» Aim of the exercise: Write out every line of the records below as a numbered list, skipping blank lines and leaving out the pictures.

» Input for this task:

+===+

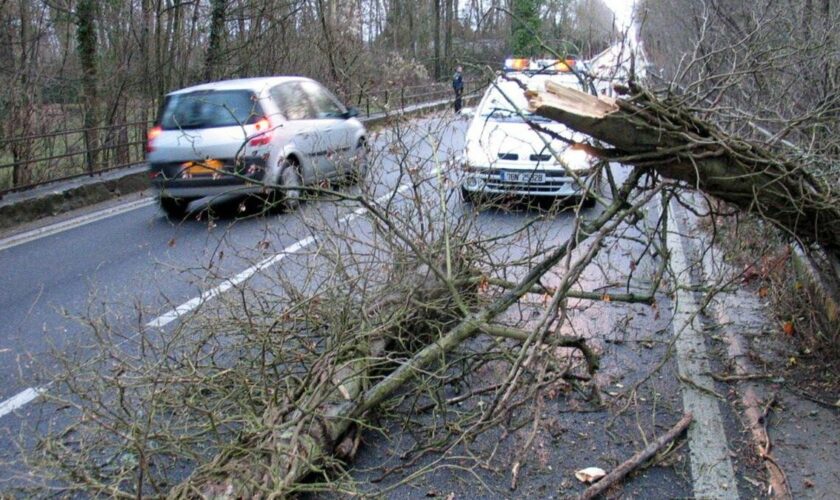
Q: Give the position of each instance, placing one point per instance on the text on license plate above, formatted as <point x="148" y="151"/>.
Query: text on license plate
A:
<point x="202" y="167"/>
<point x="524" y="177"/>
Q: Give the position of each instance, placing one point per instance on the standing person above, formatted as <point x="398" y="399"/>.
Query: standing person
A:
<point x="458" y="87"/>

+===+

» Complete output:
1. Q: Give the position of each instance, placing one point per instance on the text on license plate above, formatted as <point x="148" y="151"/>.
2. Query: text on license plate
3. A:
4. <point x="202" y="167"/>
5. <point x="524" y="177"/>
6. Q: Give the position of each instance, placing one point per instance on the standing person above, formatted as <point x="398" y="399"/>.
7. Query: standing person
8. A:
9. <point x="458" y="87"/>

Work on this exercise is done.